● Assigned task 1:
Answer these questions using the essay on waiting mothers.
(a) What does the mother in Iran carry to the prison gate for her daughter?
(b) Where do Ukrainian mothers take their children to keep them away from windows?
(c) What three roles does the essay say Ukrainian mothers have taken on?
● Assigned task 2: Reproduce the part of the essay on waiting mothers starting with "Around the world, mothers are" and going on through "courage and truth.".
● Assigned task 3: Carry on the essay on waiting mothers, picking up right after its last sentence.

● Document extract:
#####
Around the world, mothers are waiting.
A mother in Iran waits outside a prison gate, carrying clean clothes and fresh food for her daughter, a political prisoner, supplies that may never reach her. She continues to wait for the internet to be restored so she can talk with family, to relay news or prayers or hope. She waits, as she has for decades, for the surveillance to break and the oppression to cease. Across Iran, like so many other countries around the world, mothers of political prisoners offer faith and love in a system that punishes courage and truth.
Too often, when reflecting and advocating on global challenges, stakeholders speak in abstract. On Mother’s Day especially, we must remember that history is seen most clearly through our own families, our own ties, our own mothers.
In Ukraine, where missiles and drones light the night skies and alarms blare from cell phones, mothers wait for air raid sirens to stop. They bundle children in winter coats and shepherd them into bomb shelters and subway stations, away from windows. Some Ukrainians mothers are fighting for their country from the front lines, while others endlessly search for messages from husbands or sons at the front. Ukrainian mothers have become soldiers, medics, logisticians. They soothe their children by flashlight and, even after years of relentless attacks, still tell their children, “You will be OK. We will be OK. This will end.”
#####
● Records:
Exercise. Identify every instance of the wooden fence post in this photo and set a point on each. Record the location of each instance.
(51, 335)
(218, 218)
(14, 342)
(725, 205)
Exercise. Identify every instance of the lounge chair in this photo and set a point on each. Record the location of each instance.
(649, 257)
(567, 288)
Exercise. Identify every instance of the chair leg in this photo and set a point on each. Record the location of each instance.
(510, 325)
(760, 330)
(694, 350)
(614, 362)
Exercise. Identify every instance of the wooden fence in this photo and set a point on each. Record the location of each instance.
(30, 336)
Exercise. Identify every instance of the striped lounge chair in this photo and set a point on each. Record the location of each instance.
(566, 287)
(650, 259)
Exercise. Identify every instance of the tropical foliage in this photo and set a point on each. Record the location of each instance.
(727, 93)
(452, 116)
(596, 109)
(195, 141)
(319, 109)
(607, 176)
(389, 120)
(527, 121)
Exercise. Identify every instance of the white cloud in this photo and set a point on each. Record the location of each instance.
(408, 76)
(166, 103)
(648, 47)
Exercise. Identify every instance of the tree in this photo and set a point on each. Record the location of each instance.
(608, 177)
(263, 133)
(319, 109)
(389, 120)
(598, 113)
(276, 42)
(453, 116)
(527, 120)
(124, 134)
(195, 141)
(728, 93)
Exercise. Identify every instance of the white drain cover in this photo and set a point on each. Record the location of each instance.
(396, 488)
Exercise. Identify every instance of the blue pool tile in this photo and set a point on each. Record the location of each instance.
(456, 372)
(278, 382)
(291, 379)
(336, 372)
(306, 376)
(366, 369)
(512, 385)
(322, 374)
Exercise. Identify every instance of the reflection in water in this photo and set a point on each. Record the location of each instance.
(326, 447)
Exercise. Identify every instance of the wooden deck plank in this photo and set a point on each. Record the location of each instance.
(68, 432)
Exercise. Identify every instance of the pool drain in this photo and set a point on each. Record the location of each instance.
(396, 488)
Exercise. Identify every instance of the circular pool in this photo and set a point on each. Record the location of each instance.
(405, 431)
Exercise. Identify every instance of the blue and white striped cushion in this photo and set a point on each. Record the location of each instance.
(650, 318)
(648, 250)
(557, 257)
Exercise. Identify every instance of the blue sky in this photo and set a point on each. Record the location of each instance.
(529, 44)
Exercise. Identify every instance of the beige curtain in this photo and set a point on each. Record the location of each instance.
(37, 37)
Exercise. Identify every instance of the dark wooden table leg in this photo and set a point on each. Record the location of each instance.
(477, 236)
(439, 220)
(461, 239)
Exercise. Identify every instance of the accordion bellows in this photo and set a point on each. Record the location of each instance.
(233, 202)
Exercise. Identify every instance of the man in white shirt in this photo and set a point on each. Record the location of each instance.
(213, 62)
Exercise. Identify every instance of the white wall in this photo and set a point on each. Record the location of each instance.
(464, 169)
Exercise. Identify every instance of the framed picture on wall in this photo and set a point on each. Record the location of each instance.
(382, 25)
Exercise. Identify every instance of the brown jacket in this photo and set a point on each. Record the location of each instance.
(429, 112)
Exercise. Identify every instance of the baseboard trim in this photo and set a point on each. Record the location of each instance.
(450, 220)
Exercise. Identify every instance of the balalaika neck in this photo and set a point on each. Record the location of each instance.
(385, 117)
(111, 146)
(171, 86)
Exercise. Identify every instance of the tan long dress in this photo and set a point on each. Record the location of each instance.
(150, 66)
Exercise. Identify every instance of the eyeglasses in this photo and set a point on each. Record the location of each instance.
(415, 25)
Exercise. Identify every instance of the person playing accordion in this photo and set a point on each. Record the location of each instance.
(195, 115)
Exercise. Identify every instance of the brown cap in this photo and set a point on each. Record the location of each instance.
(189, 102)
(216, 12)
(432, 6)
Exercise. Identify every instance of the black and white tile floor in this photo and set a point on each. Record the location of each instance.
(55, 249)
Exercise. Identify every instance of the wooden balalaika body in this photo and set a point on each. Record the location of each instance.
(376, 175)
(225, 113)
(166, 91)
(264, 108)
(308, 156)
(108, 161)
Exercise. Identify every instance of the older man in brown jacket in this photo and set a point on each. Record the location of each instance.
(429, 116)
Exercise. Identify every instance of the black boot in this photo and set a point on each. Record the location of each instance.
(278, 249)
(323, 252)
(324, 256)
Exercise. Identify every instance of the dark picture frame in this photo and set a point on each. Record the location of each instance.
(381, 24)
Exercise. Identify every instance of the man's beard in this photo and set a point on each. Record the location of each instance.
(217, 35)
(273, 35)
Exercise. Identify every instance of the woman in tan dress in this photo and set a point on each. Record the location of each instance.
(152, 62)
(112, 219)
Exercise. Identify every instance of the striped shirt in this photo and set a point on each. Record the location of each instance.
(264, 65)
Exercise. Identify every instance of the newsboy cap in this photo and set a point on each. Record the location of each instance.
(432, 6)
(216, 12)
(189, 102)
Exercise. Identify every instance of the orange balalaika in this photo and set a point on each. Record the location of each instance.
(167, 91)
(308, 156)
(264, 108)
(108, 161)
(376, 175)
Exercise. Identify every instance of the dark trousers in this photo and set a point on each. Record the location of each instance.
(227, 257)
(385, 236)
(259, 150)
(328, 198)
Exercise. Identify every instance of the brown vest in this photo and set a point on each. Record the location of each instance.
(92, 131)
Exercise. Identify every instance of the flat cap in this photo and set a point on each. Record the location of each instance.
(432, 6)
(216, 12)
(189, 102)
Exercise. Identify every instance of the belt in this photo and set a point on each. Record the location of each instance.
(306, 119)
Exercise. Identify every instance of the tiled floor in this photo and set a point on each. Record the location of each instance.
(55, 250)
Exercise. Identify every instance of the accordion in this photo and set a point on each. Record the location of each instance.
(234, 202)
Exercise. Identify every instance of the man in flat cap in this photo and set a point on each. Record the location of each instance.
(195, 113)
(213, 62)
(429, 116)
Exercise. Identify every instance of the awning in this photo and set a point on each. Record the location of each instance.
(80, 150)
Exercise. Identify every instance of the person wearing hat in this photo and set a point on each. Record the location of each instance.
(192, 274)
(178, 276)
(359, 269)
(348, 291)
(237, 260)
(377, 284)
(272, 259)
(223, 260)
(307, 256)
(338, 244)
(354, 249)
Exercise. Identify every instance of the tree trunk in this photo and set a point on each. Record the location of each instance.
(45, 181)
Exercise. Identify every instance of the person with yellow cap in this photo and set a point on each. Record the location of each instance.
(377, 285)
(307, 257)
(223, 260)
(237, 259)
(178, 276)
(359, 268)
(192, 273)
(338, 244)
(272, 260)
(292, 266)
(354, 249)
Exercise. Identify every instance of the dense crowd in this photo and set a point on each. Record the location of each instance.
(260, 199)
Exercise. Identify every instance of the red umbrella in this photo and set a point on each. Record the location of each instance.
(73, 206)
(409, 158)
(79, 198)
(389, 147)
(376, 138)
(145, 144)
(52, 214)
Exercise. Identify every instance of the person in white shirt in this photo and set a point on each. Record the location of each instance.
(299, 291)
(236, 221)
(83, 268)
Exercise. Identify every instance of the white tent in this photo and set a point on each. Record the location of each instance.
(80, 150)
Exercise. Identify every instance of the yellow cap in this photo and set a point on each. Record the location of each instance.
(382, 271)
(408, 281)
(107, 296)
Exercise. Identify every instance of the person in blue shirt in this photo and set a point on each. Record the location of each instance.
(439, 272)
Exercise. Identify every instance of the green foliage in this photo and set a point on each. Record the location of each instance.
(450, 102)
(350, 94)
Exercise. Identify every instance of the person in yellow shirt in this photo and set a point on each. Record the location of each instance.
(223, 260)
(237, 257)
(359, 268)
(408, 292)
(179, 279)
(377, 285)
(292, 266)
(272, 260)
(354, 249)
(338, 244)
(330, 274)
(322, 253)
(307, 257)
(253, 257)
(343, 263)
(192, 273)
#####
● Task response 1:
(a) Clean clothes and fresh food.
(b) Into bomb shelters and subway stations.
(c) Soldiers, medics and logisticians.

● Task response 2:
Around the world, mothers are waiting.
A mother in Iran waits outside a prison gate, carrying clean clothes and fresh food for her daughter, a political prisoner, supplies that may never reach her. She continues to wait for the internet to be restored so she can talk with family, to relay news or prayers or hope. She waits, as she has for decades, for the surveillance to break and the oppression to cease. Across Iran, like so many other countries around the world, mothers of political prisoners offer faith and love in a system that punishes courage and truth.

● Task response 3:
Mothers are waiting in Sudan, where violence, hunger and displacement stalk families and weaken children. Civil war spilling into urban areas, sprawling across rural expanses has caused millions to flee their homes. Women walk for hours, queuing for water or flour. Some have watched villages burn behind them while carrying infants in their arms to the next place of safety and then the next as terror follows in their footsteps.
They have watched in fear as their husbands have been murdered and their children (including infants) assaulted and abducted. Many have themselves faced rape and other forms of torture. Temporary camps fill with mothers desperate for safety, with no certainty that the next day will bring calm. Humanitarian agencies warn that millions of children and mothers face acute malnutrition as famine spreads across the country.
In Afghanistan, where the Taliban have unleashed an unparalleled assault on women and girls, mothers are barred from employment, education, and even free movement outside the home. As their children face widespread food insecurity and the grave threat of preventable and treatable illnesses, they contend with unimaginable choices. As the health system teeters on collapse and gender apartheid prevents adequate access to even basic medical care in some communities, new and expectant moms face haunting odds of surviving childbirth and their babies reaching the age of 5. And still they persist.
Today, migrant mothers cross borders with toddlers asleep on their shoulders, carrying hope with them that their children can have a better life. There are mothers separated from children by detention systems, deportations, and wars.
The women who stand up to oppression, who teach their children that there is right and there is wrong. Those who resiliently invest in their community despite unimaginable hardship at home. Mothers who sacrifice food, safety, dignity, and sleep to make a better life for not only their own children, but all children.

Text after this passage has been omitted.